PASSAGE SHOWN
After I replaced a bad FET (Q1007) I just attempted to start the amplifier with the Front End modules removed, as in the manual. However, Q1004 exploded after a few seconds and the blast wave was such that my ears were ringing for several minutes afterward. I think it should be recommended that hearing protection be worn when an amplifier is serviced where there is a fair chance that semiconductors may detonate.

I think it is reasonable to substitute 200 ohm 25 watt resistors for the toroids while troubleshooting, as this will prevent excessive current and allow non-destructive testing.


In Topic: How to troubleshoot efficiently?

07 May 2014 - 10:04 AM

The answer to my question of how to troubleshoot a K-2 efficiently, at least in this case, is seek out the necessary information. It turns out there was adequate data available had I searched beyond the LAN. In the end, this K-2 needed C57, U2, U51, U52 on the output module replaced and U102 on the main module. Also both opto-isolators (U2 and U52) on the other module were damaged.

As the amplifier arrived, it is likely that the only failed components were C57 (leaky, pulling down the Vss-12 source) and possibly U52. All the other components were damaged by attempting to power-up the amplifier without the rear panel in place, which ungrounds part of the main module and isolates the speaker filter network.

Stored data
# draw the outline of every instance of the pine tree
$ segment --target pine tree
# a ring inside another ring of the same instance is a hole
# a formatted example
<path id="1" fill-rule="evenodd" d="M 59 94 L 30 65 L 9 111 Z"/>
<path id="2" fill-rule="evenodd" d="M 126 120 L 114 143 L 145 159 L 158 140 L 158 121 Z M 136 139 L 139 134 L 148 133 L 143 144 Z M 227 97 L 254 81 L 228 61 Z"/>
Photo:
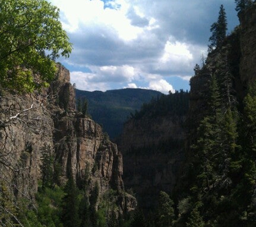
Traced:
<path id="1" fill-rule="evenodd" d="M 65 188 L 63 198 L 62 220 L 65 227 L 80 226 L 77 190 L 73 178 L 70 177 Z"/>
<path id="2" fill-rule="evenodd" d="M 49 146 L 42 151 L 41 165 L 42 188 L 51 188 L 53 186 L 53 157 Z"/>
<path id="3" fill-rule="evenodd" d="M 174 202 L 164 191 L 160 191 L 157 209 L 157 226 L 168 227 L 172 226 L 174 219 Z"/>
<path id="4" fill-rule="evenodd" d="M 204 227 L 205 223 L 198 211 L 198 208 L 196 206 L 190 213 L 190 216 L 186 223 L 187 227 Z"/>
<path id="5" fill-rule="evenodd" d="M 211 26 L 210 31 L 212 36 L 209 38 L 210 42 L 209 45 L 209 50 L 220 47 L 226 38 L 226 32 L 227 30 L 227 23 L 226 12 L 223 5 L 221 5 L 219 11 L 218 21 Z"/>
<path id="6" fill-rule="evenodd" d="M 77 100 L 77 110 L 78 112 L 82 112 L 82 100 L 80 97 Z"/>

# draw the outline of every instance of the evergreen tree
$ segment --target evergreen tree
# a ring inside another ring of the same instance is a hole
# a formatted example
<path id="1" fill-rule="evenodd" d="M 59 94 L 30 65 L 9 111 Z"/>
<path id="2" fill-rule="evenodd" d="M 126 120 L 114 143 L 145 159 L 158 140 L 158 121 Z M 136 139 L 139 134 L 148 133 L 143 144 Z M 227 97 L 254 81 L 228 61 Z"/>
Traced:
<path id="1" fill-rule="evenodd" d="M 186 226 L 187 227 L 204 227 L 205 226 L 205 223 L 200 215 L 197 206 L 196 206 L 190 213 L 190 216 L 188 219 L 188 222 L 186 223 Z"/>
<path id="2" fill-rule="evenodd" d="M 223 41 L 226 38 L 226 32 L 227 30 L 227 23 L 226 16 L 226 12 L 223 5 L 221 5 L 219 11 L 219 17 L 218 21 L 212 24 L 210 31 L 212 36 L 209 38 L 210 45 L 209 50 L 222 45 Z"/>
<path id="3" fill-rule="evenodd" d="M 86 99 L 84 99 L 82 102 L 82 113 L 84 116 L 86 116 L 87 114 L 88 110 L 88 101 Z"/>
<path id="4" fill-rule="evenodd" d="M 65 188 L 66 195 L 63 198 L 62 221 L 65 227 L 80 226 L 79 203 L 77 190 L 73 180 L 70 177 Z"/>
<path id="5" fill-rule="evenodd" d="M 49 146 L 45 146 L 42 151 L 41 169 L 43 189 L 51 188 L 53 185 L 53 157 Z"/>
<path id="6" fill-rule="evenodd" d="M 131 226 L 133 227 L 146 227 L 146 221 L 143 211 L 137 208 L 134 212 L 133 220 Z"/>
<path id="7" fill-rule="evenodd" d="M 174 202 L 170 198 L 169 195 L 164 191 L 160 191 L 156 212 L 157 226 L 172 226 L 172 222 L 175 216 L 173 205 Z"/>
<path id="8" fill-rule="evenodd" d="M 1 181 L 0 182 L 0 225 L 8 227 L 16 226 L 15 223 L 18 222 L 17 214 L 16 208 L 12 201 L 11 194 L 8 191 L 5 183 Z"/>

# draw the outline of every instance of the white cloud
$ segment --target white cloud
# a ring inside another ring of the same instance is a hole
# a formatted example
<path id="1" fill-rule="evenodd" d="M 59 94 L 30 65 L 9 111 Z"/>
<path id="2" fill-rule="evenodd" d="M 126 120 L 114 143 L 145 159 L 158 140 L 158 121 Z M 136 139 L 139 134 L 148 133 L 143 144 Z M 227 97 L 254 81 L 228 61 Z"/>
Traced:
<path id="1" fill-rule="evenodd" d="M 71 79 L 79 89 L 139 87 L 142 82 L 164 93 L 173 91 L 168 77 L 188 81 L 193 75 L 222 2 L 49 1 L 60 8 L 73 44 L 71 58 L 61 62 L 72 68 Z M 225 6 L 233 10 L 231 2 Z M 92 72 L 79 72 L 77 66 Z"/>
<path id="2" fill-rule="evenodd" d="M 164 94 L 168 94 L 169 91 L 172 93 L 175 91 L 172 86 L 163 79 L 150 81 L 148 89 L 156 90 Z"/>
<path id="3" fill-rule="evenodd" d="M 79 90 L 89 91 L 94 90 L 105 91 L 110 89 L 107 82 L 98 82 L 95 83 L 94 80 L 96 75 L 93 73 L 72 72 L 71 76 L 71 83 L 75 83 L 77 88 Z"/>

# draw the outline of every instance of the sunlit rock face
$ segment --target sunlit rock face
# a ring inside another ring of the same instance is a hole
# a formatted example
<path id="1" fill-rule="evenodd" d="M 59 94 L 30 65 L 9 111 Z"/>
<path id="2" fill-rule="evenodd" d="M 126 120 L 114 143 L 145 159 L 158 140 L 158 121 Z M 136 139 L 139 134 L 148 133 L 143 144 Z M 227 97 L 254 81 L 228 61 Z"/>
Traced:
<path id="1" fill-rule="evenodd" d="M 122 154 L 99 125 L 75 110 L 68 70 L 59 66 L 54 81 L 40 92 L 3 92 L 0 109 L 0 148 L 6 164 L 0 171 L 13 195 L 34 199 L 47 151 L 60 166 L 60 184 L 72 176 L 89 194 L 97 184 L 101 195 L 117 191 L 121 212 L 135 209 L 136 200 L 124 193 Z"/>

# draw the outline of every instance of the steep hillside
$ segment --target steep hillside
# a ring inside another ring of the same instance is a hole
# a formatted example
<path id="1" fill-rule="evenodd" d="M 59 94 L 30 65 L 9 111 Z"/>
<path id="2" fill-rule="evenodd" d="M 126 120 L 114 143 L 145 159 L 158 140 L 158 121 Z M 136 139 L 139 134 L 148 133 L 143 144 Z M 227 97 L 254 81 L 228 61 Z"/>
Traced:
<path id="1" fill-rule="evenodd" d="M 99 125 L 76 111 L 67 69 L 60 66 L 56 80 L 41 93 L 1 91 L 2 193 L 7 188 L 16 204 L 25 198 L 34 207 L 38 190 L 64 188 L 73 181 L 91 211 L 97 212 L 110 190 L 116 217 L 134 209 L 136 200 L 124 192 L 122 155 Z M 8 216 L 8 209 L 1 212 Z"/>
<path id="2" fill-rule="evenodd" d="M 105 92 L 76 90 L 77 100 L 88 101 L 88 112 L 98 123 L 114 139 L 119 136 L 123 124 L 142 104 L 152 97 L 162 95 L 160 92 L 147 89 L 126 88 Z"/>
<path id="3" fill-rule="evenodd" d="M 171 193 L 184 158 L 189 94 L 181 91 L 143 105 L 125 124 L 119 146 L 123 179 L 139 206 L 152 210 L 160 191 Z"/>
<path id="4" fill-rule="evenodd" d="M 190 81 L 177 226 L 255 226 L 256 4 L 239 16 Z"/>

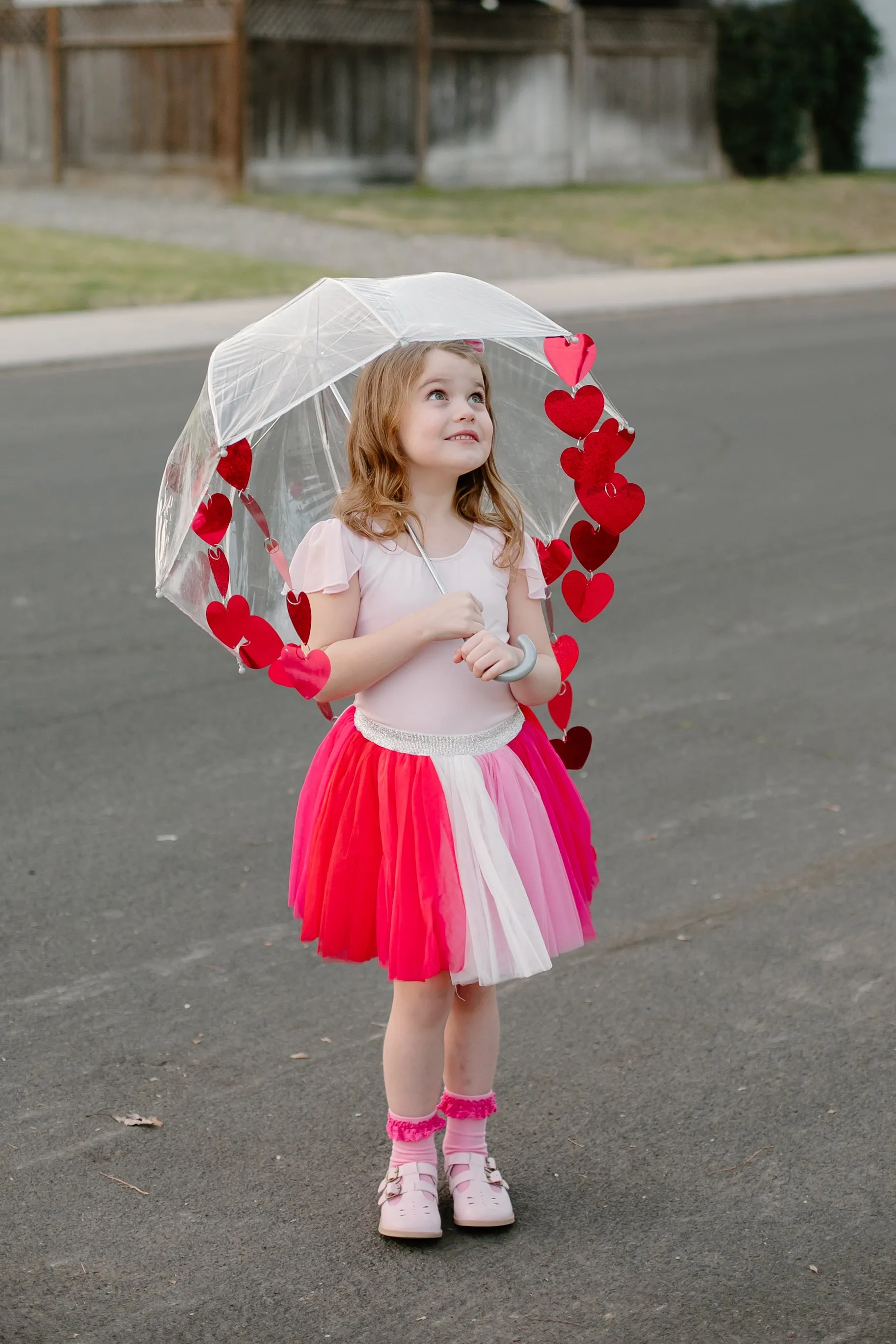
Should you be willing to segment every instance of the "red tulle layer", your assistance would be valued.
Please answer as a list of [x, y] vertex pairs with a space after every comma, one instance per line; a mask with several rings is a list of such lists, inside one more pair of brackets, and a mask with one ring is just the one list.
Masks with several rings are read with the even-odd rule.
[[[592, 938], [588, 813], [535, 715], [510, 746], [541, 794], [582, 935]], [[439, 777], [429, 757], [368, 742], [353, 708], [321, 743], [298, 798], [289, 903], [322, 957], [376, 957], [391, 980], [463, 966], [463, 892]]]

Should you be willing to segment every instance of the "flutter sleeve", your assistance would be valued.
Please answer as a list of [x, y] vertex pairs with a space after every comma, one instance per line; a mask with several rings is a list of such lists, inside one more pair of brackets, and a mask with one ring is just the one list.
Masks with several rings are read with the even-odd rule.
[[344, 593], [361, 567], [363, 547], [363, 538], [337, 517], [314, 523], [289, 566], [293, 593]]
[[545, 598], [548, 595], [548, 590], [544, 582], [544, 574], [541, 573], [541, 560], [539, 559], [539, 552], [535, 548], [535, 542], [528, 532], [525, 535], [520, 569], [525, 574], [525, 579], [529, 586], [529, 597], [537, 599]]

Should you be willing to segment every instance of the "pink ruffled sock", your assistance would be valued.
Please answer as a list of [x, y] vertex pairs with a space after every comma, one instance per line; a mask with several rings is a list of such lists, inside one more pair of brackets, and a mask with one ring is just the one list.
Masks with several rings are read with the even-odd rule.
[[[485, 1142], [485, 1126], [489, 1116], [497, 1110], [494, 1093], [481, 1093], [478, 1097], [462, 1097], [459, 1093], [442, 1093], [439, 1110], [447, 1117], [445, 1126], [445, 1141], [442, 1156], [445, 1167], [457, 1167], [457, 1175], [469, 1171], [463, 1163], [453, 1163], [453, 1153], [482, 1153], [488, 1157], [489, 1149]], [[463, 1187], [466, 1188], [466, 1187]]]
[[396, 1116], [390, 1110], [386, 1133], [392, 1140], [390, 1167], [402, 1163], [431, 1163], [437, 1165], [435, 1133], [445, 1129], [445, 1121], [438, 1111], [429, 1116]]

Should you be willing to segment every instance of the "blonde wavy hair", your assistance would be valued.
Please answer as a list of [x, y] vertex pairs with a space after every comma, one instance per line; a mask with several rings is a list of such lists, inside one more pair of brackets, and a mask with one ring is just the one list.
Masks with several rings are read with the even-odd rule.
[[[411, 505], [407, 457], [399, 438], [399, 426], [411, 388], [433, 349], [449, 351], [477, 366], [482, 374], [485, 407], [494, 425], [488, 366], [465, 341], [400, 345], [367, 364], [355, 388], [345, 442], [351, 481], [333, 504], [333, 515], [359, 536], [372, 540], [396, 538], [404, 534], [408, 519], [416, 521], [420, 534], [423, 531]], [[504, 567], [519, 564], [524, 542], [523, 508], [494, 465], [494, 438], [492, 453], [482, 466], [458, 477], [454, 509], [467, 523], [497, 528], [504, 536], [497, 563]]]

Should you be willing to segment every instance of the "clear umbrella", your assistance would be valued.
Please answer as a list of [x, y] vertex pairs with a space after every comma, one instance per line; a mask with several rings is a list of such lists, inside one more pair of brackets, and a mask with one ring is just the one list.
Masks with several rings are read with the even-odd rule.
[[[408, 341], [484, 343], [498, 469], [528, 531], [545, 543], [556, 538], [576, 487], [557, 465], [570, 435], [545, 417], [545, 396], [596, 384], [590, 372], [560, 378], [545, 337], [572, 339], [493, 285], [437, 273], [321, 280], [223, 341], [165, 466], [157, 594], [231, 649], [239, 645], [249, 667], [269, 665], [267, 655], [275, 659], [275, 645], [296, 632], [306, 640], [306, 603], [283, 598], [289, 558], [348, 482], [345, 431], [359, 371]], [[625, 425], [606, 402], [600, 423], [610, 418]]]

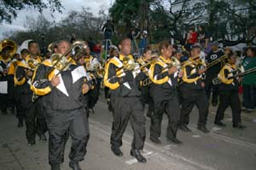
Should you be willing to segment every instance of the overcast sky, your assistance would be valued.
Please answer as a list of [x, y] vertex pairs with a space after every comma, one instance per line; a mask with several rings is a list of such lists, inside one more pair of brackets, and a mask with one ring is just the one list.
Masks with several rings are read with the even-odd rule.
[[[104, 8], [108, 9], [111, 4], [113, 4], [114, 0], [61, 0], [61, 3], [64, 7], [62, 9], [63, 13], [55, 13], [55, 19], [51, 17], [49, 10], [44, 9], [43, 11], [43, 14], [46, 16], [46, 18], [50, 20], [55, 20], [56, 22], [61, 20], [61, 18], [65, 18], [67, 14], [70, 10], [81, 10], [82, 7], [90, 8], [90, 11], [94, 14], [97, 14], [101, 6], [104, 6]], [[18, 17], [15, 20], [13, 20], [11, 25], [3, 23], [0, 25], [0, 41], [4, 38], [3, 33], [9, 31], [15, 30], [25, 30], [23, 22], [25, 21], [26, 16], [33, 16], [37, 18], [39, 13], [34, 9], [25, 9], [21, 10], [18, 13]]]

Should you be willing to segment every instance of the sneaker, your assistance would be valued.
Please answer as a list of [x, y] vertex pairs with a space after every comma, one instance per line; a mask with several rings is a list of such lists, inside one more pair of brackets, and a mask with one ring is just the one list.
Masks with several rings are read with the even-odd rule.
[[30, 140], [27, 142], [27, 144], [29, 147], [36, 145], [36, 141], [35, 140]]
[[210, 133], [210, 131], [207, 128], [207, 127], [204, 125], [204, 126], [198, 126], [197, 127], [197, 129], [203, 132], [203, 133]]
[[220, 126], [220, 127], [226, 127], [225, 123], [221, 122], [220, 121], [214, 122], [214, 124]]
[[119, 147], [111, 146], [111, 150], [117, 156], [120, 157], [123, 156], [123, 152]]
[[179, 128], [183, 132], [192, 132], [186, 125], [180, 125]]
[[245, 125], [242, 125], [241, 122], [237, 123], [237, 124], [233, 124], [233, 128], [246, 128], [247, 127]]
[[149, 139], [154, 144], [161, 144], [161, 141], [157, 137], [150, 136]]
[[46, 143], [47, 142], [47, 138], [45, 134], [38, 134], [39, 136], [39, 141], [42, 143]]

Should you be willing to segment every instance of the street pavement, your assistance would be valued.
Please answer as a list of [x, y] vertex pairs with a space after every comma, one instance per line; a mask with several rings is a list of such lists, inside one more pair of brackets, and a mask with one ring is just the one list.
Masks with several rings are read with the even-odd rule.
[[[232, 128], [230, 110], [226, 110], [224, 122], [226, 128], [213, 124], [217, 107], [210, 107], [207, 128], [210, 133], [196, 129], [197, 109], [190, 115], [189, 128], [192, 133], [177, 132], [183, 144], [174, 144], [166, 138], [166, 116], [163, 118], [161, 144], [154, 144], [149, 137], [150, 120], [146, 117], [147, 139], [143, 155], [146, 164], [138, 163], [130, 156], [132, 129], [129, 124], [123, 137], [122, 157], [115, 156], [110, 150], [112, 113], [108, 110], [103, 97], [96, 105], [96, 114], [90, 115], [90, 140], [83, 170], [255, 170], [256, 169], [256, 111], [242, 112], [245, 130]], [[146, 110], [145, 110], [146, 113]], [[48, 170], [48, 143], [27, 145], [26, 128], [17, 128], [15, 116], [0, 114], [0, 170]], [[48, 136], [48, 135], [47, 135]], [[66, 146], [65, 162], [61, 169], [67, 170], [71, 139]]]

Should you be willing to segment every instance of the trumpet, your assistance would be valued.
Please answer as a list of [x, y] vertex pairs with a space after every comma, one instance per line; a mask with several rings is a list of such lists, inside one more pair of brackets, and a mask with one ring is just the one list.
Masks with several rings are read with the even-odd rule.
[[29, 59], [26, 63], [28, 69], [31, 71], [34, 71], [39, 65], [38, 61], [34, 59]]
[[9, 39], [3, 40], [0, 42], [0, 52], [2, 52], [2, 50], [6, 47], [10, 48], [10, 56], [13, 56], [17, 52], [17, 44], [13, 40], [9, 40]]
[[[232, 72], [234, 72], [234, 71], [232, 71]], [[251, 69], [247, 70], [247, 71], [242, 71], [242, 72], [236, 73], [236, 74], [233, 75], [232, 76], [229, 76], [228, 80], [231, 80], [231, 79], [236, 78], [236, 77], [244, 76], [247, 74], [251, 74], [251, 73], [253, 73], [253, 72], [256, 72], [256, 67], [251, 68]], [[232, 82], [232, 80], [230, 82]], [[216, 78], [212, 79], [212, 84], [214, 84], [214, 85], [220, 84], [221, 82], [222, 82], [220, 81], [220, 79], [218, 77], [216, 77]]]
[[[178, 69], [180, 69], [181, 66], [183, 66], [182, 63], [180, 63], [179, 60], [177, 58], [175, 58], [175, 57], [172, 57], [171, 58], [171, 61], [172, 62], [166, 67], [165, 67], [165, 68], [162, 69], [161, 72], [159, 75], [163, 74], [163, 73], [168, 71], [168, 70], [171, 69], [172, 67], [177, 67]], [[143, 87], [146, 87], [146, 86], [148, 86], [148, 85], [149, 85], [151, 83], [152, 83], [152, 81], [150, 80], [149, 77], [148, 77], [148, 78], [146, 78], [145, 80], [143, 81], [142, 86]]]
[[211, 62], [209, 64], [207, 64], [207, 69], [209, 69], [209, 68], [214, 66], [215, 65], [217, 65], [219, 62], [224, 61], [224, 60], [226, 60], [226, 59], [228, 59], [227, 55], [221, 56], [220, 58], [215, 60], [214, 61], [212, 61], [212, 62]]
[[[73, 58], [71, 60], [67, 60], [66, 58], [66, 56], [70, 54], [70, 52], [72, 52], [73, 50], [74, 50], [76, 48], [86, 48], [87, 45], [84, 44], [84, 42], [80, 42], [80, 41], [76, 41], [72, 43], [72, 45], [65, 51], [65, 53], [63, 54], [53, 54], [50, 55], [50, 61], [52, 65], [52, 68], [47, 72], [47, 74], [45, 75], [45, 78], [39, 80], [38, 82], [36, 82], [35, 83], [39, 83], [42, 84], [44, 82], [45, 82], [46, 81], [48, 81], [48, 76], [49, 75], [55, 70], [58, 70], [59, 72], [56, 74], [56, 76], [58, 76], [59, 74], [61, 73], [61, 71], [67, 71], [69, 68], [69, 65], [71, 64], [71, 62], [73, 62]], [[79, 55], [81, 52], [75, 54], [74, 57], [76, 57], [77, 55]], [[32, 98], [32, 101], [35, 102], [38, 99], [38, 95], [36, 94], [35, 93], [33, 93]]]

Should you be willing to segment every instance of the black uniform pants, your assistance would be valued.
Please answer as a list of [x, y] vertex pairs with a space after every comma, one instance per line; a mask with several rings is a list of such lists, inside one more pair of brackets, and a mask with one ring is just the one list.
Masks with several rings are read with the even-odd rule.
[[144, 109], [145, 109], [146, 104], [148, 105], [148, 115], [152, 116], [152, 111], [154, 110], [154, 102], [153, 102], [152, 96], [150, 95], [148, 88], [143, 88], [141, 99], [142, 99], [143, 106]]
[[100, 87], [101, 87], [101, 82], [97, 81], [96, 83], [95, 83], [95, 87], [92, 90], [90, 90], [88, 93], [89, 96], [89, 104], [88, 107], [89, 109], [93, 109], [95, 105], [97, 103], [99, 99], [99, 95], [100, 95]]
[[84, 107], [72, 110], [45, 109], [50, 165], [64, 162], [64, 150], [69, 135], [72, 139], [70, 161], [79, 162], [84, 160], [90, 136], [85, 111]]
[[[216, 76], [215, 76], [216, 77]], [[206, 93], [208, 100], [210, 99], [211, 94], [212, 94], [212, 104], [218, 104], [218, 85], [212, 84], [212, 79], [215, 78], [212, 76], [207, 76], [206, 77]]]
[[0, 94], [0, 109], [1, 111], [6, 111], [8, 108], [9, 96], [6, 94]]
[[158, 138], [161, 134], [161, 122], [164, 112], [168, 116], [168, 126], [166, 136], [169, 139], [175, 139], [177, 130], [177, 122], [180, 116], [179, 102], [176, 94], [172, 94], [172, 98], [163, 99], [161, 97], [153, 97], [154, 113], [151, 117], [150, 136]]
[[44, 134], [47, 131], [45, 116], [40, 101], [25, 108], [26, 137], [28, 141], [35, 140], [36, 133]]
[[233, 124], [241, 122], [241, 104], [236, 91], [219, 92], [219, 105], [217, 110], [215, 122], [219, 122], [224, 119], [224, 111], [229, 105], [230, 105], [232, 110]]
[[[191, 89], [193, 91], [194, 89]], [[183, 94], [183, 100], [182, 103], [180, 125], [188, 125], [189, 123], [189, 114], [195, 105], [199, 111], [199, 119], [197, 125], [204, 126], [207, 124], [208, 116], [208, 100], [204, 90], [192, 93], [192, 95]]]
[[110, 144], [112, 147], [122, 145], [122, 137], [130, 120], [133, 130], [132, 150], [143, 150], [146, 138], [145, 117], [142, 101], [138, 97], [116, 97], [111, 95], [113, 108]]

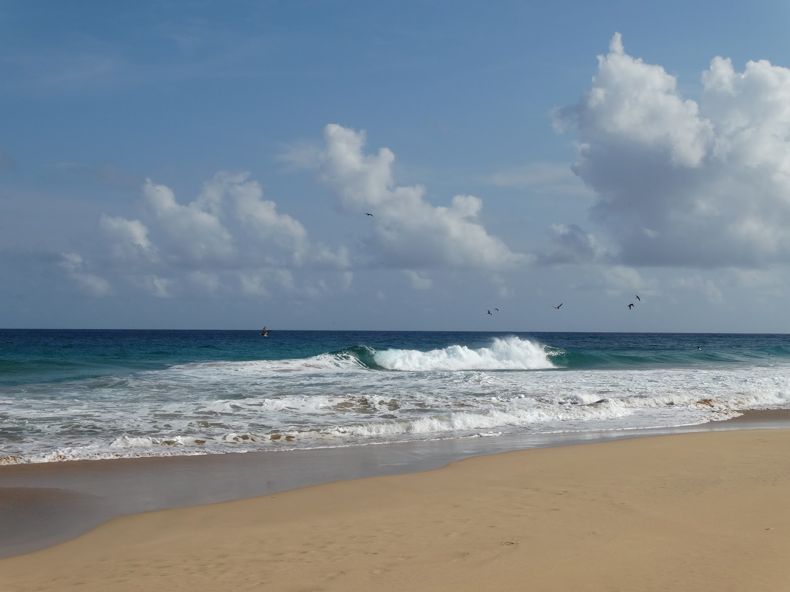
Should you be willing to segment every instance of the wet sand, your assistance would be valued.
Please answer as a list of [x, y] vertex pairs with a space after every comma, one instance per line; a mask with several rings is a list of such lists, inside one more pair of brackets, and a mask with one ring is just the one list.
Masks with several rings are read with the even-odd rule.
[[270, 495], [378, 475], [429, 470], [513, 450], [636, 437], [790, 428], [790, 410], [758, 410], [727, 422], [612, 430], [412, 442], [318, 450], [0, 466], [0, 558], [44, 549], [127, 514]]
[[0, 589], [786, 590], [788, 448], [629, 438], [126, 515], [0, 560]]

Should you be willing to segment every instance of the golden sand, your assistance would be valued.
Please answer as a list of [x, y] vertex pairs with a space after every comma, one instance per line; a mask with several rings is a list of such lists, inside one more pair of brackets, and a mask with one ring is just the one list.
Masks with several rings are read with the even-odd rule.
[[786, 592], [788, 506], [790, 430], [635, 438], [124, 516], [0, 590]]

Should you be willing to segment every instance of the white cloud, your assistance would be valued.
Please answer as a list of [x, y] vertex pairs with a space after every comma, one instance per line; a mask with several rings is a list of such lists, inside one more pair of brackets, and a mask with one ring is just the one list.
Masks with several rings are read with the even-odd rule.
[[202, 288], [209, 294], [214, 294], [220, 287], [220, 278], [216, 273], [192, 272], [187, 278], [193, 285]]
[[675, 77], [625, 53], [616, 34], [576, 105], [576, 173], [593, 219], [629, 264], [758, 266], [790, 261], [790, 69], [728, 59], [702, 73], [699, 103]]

EXERCISE
Rewrite the paragraph of the amplifier repair post that begins "As the amplifier arrived" as a short bulleted list that keeps its main facts.

EXERCISE ANSWER
- On arrival, the only failed parts were likely C57 (leaky, pulling down the Vss-12 source) and possibly U52.
- All other components were damaged by attempts to power up the amplifier without the rear panel in place.
- Without the rear panel, part of the main module is ungrounded and the speaker filter network is isolated.